## Passage provided
-=-=-

Problem
I wanted something fun to do on my Sunday afternoon.
Solution
I thought I'd try to get an LED to blink as fast as possible with an Arduino.
Result
Using assembly, I ultimately achieved performance 25x that over the official Arduino example Blink sketch code. In the process, I made two contributions to the Arduino Core: A digitalToggle function, which improves pin toggle performance by 1.24x and a bug fix to the digitalWrite function.
Fixing a bug in the Arduino Core digitalWRite Function
While looking for inefficiencies in the Arduino Core, I found a bug in the digitalWrite function. The digitalWrite function is what’s used to turn a pin output ON or OFF. It only makes sense to turn a pin ON or OFF if the pin is configured as an OUTPUT, so digitalWrite, confirms first that it is. If its not, digitalWrite instead adjusts the pullup configuration of the pin. At the memory level, there’s two relevant registers related to configuring the INPUT/OUTPUT direction of the pin. Writing to the DIRSET register configures the pin to be an OUTPUT and reading from the DIR register retrieves the pin’s current direction state.

-=-=-

## Record set
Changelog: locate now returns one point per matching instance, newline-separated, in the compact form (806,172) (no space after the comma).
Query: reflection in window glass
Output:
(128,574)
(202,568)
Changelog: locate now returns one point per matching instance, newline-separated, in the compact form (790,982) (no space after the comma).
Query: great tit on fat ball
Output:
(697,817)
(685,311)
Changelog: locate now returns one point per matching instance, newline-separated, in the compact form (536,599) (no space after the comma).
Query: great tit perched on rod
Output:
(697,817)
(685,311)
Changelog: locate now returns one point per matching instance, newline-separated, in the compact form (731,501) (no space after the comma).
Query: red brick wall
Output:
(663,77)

-=-=-

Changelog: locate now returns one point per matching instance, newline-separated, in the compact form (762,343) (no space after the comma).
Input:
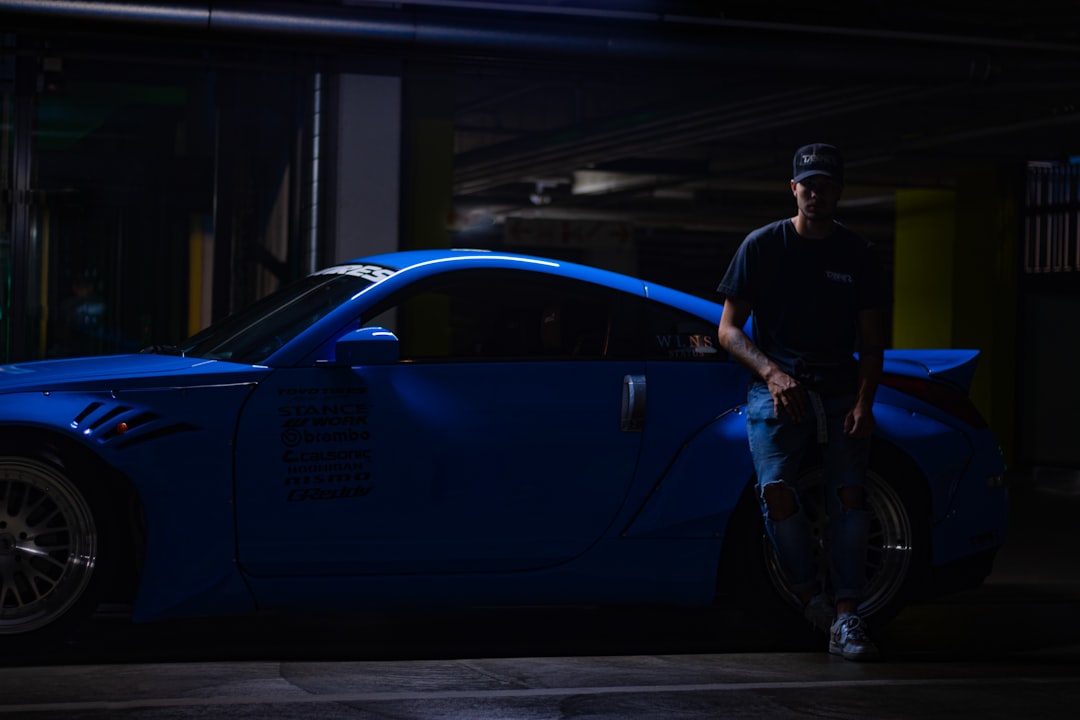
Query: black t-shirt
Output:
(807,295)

-=-=-

## Given request 1
Please echo the Arduino LED post above word for word, from "Fixing a bug" to "current direction state.".
## Given request 2
In the Arduino LED post, writing to which register configures a pin to be an OUTPUT?

## Complete output 1
Fixing a bug in the Arduino Core digitalWRite Function
While looking for inefficiencies in the Arduino Core, I found a bug in the digitalWrite function. The digitalWrite function is what’s used to turn a pin output ON or OFF. It only makes sense to turn a pin ON or OFF if the pin is configured as an OUTPUT, so digitalWrite, confirms first that it is. If its not, digitalWrite instead adjusts the pullup configuration of the pin. At the memory level, there’s two relevant registers related to configuring the INPUT/OUTPUT direction of the pin. Writing to the DIRSET register configures the pin to be an OUTPUT and reading from the DIR register retrieves the pin’s current direction state.

## Complete output 2
The DIRSET register.